▸ **WHAT THE TASK ASKS**: Go through the records, and copy each line in which the string "fixture" is present.

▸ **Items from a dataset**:
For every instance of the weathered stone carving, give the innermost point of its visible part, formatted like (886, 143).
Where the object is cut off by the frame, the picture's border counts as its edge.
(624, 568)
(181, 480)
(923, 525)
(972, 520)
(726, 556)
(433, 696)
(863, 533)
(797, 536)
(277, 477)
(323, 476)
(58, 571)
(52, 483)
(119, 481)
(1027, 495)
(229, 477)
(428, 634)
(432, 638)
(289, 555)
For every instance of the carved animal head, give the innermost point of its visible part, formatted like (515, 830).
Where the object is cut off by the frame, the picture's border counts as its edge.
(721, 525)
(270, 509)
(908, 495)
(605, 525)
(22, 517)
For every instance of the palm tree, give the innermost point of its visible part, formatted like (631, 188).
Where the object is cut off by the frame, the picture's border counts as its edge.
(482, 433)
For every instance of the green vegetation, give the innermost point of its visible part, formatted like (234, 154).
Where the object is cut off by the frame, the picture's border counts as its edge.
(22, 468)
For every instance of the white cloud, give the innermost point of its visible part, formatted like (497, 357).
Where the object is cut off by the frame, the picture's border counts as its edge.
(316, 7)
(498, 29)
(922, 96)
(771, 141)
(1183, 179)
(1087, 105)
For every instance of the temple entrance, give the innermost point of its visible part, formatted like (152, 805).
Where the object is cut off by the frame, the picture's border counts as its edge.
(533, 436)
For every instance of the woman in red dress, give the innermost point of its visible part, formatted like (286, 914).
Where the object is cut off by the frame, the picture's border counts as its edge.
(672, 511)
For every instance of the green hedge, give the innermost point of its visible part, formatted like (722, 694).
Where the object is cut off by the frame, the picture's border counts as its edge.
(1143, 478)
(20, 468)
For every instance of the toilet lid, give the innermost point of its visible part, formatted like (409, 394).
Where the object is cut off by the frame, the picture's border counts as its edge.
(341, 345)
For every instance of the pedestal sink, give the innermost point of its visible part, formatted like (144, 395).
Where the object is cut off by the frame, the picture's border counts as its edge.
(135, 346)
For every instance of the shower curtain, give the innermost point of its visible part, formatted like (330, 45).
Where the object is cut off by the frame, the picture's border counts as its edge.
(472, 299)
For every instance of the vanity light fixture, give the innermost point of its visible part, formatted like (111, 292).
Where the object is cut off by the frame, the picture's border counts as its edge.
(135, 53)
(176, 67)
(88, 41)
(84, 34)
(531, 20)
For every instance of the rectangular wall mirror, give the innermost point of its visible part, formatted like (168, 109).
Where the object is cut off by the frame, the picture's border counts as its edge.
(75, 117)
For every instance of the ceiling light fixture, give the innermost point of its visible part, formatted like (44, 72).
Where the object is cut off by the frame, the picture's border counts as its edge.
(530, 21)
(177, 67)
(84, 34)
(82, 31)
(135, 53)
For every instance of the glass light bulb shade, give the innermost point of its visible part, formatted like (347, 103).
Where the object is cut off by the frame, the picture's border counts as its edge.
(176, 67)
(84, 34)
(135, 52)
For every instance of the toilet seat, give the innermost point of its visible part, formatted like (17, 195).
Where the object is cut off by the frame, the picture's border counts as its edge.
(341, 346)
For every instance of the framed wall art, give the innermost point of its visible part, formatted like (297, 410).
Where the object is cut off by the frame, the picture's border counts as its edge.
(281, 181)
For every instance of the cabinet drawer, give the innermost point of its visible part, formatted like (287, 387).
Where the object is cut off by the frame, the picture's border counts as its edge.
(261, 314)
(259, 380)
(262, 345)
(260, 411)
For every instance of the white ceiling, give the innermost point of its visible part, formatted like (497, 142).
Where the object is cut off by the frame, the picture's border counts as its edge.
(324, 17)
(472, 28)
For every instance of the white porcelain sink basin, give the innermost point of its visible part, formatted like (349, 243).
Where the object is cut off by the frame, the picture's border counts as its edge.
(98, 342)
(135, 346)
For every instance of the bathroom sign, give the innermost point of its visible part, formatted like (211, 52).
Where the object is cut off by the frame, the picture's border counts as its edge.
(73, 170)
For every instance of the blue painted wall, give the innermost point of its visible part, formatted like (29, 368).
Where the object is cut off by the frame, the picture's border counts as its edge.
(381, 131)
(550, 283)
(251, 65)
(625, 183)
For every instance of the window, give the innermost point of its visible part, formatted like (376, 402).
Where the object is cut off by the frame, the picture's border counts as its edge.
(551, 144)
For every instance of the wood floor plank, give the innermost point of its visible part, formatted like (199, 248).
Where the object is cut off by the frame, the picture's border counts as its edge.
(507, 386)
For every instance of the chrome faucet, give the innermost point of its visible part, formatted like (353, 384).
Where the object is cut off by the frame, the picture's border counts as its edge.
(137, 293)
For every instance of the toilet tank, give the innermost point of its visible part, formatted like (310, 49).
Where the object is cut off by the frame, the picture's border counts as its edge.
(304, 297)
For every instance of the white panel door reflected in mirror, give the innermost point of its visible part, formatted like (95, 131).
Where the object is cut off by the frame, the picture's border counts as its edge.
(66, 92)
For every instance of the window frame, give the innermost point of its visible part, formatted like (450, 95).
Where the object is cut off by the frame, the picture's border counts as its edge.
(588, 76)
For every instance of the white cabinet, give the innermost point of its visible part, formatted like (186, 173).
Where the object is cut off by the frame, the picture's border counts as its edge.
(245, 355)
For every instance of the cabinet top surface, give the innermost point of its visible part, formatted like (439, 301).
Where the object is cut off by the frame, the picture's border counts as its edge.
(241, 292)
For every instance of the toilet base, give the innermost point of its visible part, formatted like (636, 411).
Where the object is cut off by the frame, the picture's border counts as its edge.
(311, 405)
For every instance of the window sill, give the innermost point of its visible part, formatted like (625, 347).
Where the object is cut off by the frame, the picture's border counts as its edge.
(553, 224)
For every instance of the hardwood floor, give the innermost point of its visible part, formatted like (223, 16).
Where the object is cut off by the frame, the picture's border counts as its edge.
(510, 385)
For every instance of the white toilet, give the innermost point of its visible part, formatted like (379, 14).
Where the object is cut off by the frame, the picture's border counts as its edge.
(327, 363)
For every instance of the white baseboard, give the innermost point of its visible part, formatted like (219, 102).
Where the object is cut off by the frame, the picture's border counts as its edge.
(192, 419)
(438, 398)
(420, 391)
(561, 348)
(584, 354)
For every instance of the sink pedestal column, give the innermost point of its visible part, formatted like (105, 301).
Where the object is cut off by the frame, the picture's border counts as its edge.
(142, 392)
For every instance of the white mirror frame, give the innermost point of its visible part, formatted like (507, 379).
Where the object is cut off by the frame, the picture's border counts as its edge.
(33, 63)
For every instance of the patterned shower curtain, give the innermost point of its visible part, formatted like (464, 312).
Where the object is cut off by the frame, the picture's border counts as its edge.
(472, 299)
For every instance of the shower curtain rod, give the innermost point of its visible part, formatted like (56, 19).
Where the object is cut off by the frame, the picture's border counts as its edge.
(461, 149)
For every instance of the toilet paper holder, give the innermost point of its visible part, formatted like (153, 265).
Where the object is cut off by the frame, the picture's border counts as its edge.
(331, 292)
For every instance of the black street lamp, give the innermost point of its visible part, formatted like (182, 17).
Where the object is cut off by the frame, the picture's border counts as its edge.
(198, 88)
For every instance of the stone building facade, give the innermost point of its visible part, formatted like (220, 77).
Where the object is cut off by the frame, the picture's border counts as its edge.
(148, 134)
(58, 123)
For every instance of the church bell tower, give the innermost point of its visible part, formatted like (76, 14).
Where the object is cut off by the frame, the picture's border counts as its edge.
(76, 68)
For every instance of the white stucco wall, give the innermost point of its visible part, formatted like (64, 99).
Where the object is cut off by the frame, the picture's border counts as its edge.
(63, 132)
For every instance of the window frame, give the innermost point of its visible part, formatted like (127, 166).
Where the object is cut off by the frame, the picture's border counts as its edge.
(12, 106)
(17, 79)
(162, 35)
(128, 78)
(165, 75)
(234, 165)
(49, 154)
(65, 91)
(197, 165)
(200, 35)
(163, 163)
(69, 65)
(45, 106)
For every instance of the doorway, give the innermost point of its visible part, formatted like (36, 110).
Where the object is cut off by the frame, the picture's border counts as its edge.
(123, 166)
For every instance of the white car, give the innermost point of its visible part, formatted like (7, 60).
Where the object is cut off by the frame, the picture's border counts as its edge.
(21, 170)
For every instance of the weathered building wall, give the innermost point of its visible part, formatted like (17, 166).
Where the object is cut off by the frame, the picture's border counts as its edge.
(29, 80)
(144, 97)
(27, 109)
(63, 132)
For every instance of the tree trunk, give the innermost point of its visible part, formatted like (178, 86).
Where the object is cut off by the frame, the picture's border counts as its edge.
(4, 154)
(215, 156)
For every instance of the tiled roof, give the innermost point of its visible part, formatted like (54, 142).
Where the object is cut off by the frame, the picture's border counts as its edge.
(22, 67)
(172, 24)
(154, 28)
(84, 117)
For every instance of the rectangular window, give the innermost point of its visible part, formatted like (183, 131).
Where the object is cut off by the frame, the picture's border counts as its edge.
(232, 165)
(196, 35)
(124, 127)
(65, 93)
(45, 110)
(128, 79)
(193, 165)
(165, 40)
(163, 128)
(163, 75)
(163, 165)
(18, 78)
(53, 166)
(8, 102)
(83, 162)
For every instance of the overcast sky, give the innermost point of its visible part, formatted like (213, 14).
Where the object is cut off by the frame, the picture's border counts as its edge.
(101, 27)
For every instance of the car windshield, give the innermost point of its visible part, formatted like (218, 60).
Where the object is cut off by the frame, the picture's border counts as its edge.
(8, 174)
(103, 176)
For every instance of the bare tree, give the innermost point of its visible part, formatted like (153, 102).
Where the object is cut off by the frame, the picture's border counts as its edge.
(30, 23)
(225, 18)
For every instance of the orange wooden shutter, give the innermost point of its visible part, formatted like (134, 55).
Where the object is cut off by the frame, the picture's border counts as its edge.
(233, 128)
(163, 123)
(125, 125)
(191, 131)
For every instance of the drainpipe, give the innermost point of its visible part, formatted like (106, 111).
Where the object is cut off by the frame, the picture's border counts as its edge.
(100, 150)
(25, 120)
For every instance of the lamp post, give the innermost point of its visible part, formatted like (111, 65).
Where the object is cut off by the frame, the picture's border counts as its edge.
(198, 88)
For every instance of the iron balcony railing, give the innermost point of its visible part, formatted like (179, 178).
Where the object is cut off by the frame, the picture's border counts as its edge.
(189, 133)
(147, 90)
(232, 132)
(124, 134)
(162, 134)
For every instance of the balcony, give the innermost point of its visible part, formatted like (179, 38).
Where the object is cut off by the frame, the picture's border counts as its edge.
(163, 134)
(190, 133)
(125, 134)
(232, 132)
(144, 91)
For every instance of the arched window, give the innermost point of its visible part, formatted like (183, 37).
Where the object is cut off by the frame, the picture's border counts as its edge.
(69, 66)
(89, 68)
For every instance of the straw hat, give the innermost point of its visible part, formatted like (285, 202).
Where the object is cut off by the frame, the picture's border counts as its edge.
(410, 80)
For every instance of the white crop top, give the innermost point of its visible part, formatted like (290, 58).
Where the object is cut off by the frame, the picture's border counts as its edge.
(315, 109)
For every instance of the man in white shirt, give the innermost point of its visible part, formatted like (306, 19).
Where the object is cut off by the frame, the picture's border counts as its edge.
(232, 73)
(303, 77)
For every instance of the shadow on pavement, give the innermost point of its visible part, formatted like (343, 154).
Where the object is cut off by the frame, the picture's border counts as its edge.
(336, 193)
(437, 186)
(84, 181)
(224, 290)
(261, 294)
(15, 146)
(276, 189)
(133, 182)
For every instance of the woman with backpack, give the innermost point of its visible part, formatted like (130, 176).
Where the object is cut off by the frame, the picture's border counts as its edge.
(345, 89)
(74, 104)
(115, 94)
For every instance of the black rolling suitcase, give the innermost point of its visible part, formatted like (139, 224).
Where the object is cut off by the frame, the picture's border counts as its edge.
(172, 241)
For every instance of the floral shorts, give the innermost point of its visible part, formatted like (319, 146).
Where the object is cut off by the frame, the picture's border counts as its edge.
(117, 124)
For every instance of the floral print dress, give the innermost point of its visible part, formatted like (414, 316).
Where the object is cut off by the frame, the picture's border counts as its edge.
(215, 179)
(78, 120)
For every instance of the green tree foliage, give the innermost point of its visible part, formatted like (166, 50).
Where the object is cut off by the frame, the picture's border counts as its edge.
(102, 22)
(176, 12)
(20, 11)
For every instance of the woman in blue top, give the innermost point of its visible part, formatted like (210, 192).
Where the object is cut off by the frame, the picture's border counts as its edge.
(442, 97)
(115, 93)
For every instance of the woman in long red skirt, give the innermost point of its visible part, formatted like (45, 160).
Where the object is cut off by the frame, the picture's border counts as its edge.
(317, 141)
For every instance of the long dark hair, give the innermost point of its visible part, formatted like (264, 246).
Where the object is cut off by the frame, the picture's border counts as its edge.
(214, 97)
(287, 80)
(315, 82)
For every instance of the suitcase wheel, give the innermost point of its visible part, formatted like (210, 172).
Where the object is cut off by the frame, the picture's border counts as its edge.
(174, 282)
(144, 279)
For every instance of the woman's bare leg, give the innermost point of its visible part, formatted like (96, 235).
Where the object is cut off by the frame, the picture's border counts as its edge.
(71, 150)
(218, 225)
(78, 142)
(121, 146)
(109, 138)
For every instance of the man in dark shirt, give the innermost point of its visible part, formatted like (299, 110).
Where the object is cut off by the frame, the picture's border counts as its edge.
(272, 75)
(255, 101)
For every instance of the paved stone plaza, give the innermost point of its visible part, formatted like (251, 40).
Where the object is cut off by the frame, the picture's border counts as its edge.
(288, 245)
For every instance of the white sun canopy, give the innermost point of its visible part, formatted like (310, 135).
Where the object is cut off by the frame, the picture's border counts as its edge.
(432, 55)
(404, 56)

▸ **RESULT FOR THIS EXERCISE**:
For every instance of the vanity light fixture, give the innermost point of its visible part, formatted like (111, 292).
For every instance of the ceiling light fixture, give the innermost point of its visible part, formatted like (44, 72).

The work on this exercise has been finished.